DE OPGAVE: Zoek in de regels hieronder elke regel waarin het woord "sleeve" staat en schrijf die regels over. Let op hoofdletters en kleine letters.

Regels uit een verzameling:
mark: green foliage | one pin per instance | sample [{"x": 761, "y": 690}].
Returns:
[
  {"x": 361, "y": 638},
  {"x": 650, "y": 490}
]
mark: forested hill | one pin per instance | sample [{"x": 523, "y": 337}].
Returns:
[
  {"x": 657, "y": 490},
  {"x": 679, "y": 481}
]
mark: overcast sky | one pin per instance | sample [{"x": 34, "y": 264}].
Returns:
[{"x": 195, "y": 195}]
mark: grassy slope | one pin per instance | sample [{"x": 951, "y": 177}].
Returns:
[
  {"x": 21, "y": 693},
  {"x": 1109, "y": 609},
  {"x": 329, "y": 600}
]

---

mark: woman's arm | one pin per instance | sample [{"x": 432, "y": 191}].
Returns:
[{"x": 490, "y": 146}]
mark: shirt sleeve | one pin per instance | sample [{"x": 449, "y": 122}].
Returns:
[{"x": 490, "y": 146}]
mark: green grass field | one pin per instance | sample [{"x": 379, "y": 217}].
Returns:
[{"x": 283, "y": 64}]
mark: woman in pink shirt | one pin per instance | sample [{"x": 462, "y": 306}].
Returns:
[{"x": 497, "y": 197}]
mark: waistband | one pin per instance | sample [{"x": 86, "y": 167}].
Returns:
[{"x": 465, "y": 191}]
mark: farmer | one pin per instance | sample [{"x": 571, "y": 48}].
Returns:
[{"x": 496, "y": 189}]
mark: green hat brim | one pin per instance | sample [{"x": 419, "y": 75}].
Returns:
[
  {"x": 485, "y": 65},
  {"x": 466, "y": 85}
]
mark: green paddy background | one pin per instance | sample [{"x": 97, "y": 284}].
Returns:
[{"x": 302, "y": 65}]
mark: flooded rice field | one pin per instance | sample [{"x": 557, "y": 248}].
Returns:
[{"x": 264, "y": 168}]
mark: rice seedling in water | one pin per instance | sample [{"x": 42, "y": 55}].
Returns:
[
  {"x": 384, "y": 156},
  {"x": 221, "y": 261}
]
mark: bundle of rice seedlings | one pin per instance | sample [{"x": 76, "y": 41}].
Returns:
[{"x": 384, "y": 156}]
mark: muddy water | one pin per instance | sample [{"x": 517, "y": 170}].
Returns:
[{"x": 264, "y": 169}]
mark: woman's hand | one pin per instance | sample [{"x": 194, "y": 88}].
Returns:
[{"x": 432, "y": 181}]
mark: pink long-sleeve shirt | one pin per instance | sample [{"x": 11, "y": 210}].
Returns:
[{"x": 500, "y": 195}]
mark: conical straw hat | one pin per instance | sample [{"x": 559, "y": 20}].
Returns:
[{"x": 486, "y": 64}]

...

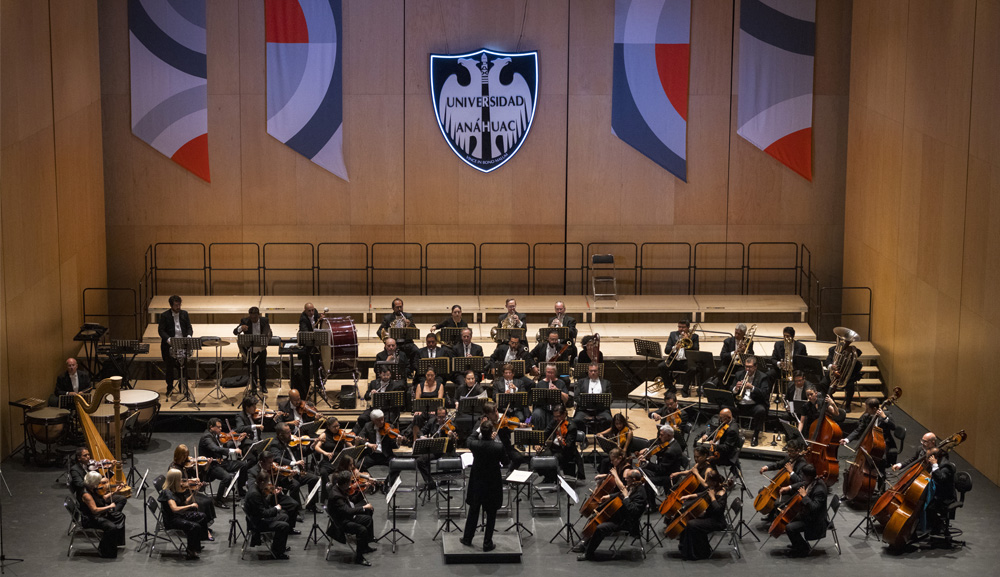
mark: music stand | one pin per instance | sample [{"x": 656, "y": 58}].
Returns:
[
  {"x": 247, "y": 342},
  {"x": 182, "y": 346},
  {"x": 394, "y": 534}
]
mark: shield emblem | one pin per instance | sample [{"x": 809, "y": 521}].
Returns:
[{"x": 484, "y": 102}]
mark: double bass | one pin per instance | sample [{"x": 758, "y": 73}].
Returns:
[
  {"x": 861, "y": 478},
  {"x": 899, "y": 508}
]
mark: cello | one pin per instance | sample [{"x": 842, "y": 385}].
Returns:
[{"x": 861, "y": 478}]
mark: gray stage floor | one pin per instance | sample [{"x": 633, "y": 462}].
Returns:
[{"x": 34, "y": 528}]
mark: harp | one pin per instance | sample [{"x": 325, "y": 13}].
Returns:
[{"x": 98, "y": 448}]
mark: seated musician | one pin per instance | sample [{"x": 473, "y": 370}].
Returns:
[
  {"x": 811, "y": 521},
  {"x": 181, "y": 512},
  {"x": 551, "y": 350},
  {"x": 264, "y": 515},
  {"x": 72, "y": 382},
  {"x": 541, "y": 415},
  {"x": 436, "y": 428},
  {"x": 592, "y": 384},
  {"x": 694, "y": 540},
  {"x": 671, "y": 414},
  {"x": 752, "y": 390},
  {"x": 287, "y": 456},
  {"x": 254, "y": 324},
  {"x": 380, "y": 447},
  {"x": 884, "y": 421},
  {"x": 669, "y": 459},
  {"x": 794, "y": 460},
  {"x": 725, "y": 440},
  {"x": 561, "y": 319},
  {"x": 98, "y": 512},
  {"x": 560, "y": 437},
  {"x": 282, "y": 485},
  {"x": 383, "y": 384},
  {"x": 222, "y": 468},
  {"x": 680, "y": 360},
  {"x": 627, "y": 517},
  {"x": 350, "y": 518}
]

UITWERKING OPGAVE:
mark: shirt sleeve | one pin per instance | sample [{"x": 449, "y": 122}].
mark: pink long-sleeve shirt | one pin per instance | sample [{"x": 11, "y": 210}].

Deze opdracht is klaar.